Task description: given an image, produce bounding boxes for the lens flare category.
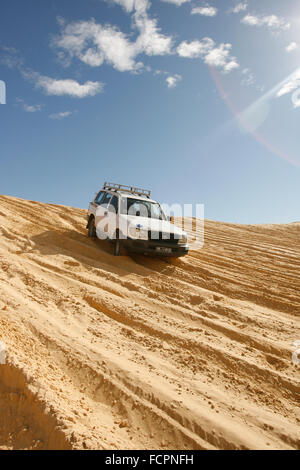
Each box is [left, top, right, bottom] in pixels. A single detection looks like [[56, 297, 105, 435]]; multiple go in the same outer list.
[[209, 66, 300, 168]]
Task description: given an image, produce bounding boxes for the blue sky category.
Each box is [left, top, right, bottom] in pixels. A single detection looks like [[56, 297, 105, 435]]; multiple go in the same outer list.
[[0, 0, 300, 223]]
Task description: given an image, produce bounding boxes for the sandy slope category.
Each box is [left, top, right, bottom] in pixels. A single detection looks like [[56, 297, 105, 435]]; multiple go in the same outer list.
[[0, 194, 299, 450]]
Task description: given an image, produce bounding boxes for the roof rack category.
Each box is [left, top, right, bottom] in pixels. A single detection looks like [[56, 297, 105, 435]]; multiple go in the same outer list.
[[103, 182, 151, 198]]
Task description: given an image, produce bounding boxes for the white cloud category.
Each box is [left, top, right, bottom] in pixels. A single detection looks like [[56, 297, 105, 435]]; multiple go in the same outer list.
[[16, 98, 43, 112], [134, 7, 173, 56], [276, 69, 300, 109], [53, 4, 173, 72], [177, 38, 214, 58], [241, 14, 290, 32], [191, 6, 217, 17], [107, 0, 137, 12], [23, 104, 43, 112], [205, 45, 238, 71], [177, 38, 239, 73], [53, 20, 140, 71], [240, 69, 265, 92], [154, 69, 168, 75], [276, 71, 300, 98], [230, 2, 247, 14], [36, 76, 104, 98], [161, 0, 190, 5], [240, 68, 256, 87], [166, 74, 182, 88], [1, 45, 103, 101], [0, 45, 24, 69], [0, 45, 18, 54], [49, 111, 73, 120], [286, 42, 297, 53]]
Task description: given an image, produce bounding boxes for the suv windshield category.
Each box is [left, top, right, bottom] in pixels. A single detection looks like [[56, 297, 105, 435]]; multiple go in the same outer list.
[[121, 198, 166, 220]]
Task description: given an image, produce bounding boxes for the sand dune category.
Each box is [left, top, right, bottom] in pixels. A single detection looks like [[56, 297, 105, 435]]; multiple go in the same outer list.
[[0, 194, 299, 450]]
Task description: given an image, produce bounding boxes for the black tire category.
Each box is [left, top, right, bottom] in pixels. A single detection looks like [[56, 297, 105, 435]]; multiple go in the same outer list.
[[114, 230, 121, 256], [88, 217, 96, 238]]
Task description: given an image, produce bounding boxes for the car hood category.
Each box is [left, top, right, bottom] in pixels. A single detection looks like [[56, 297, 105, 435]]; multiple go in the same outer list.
[[122, 215, 186, 237]]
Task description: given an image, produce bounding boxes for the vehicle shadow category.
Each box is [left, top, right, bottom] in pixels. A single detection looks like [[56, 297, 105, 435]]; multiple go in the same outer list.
[[29, 229, 178, 276]]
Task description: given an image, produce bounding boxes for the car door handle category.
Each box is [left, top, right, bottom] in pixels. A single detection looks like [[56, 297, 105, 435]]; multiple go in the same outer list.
[[104, 211, 108, 216]]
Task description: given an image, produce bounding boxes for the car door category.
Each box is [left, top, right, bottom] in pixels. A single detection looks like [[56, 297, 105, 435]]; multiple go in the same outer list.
[[95, 192, 112, 239]]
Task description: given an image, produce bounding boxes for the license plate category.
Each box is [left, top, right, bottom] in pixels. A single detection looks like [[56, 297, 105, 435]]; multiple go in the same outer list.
[[156, 247, 172, 253]]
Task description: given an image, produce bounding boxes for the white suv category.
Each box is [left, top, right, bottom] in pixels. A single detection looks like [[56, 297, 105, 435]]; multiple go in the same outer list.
[[86, 182, 189, 257]]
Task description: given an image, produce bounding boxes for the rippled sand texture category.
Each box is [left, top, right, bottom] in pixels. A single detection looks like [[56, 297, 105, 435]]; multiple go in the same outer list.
[[0, 195, 299, 450]]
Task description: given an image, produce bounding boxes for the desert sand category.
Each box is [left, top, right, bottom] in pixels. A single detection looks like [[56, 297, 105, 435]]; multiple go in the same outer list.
[[0, 194, 299, 450]]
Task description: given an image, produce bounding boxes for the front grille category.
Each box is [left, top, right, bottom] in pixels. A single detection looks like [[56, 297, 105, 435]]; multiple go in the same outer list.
[[148, 231, 180, 244]]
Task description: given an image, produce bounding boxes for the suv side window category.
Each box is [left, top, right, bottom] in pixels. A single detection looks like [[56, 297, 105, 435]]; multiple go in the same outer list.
[[108, 196, 119, 213], [101, 192, 112, 208], [95, 191, 105, 205]]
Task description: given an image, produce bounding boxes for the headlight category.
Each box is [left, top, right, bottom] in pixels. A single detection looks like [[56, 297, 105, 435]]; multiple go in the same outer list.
[[178, 234, 188, 245]]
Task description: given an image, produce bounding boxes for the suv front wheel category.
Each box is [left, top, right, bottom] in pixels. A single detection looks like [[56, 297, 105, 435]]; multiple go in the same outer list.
[[88, 217, 96, 238], [114, 230, 121, 256]]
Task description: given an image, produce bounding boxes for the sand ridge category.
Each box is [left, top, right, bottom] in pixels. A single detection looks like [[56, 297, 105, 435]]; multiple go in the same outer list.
[[0, 194, 299, 450]]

• EXERCISE DIRECTIONS:
Go through the material above and output exactly the lines from the one containing "sand dune category." through the one containing "car hood category.".

• RESULT:
Task description: given an image, produce bounding boxes for the sand dune category.
Each box is [left, top, right, bottom] in pixels. A single detection looks like [[56, 297, 105, 435]]; multiple go in the same outer list.
[[0, 194, 299, 450]]
Task description: given an image, produce bounding boxes for the black tire category.
Each box is [left, top, right, bottom] in pixels. A single detection looks like [[56, 297, 105, 435]]; multiple go in the same outer list.
[[114, 230, 121, 256], [88, 217, 96, 238]]
Task description: given an image, produce bounding boxes for the car hood category.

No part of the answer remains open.